WHAT TO WORK ON
a) Answer these questions about the boat title forum thread, one per line:
(i) How much does the seller want for the porta bote?
(ii) According to Tuna Man, what should not be included in the bill of sale, to avoid being taxed on it?
(iii) How many dollars did King Mike pay to get a title made?
b) Reproduce verbatim the boat title forum thread from "Sold to, price, date, and" to "Nice...Price is right.".

[begin SUPPLIED TEXT]

It's going to cost $200 to ship it here. Seller wants $450 for the boat, but I'm offering less. It's a porta bote, which I can't seem to find one used around here. Cabela's sells them, but they are over 2K new.


----------



## bossgobbler

> *catchenbeatsfishen (2/7/2010)*I bought a boat from over in Alabama without a title. A notorized statement from the owner and the bill of sale was all I needed to register it down in Bay County.


What is the notorized statement supposed to say?


----------



## Tuna Man

Standard Bill of Sale

Sold to, price, date, and any identifying numbers. Make sure the shipping is NOT included in the bill of sale, or you WILL be taxed on that also.

Nice...Price is right.





















I Scratched through "Tag Number" and wrote Motor (Make)..._Evenrude_. "Month Sticker" to IDnumber of engine, "Decal Number" to Model Number and "Year Sticker" to HP of engine. Mine wasn't even "Notarized" but I live in Alabama, and WE have no problem here.


----------



## CCC

Bought mine in Alabama last year, you can print bill of sales, didn't even need to get mine notorized, brought it back to Florida and they gave me a title.


----------



## Sea Monkey

> *CCC (2/12/2010)*Bought mine in Alabama last year, you can print bill of sales, didn't even need to get mine notorized, brought it back to Florida and they gave me a title.


 I bought mine from Alabama also. Alabama doesn't title their boats. I just took the above mentioned things plus a pencil copy of the hull #'s to the FL.DMV and recieved my title. I had to take a piece of paper and put in over the hull #'s and then take a pencil and shade over the hull #'s to get them to show up on the piece of paper. I did this with my boat and a jetski.


----------



## pmurphy

I live in Mississippi and we don't require a title either. I just bought a boat motor trailer from a guy in Alabama and all I needed was the boat registration form from our dept of fisheries website. It had a bill of sale printed on it. I would check with your dept of wildlife fisheries and parks. Call them if you can't find what you need on their website.


----------



## King Mike

Just did this last week. Went to alabama with intentions on buying a boat. I get there like it and want it then i ask for the title... Theres no titles in alabama he says so i called the tax office in okaloosa county (where i live) and asked them what i needed. They told me ask long as i have the alabama registration and some kind of bill of sale thats all they needed. When i went to register the boat and trailor it cost me 9 dollars to get a title made and the only thing that sucked was having to go get the trailor weighed without boat on it. all togeather not a big deal bottom line get registration and some kind of bill of sale (doest have to be notorized.)

[end SUPPLIED TEXT]
[begin RECORDED DATA]

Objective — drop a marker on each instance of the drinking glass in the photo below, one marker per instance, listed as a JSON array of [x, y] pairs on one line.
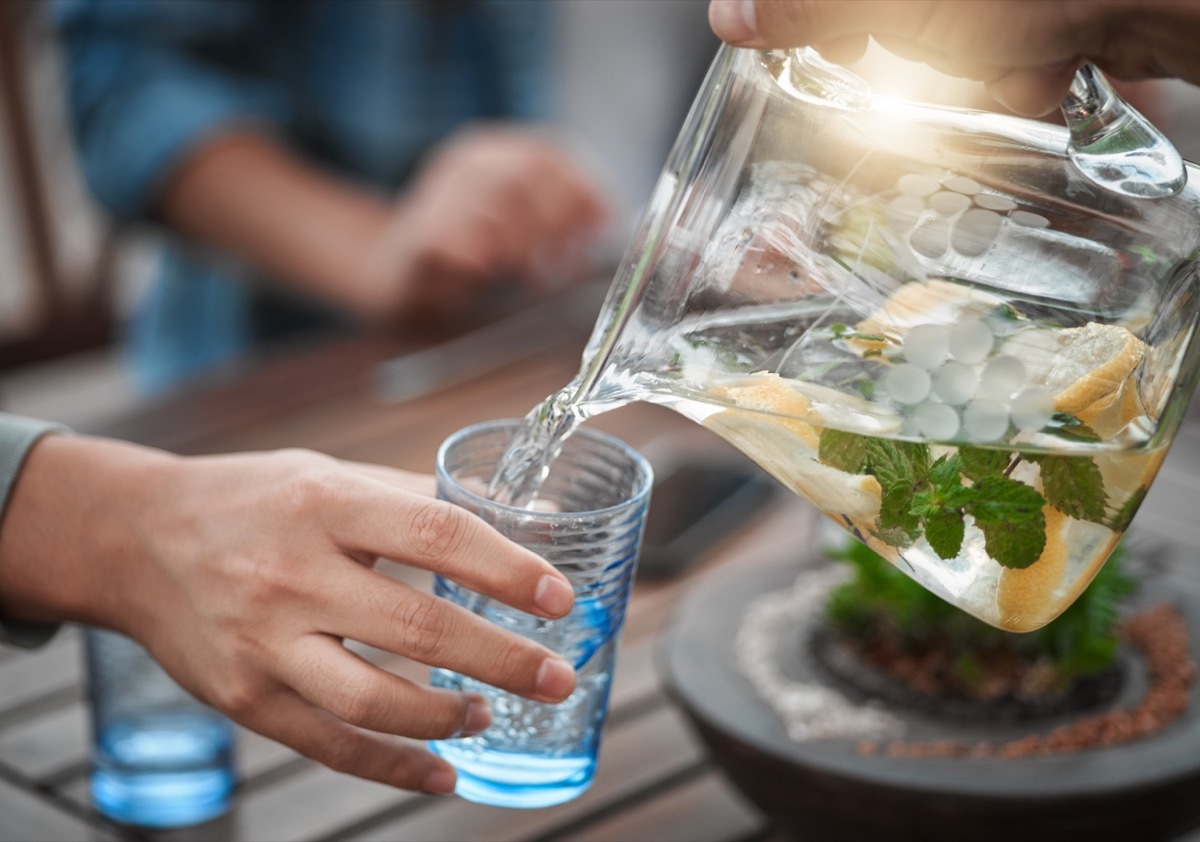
[[587, 522], [160, 757]]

[end RECORDED DATA]

ANSWERS FOR THE TASKS
a)
(i) $450
(ii) The shipping
(iii) 9 dollars

b)
Sold to, price, date, and any identifying numbers. Make sure the shipping is NOT included in the bill of sale, or you WILL be taxed on that also.

Nice...Price is right.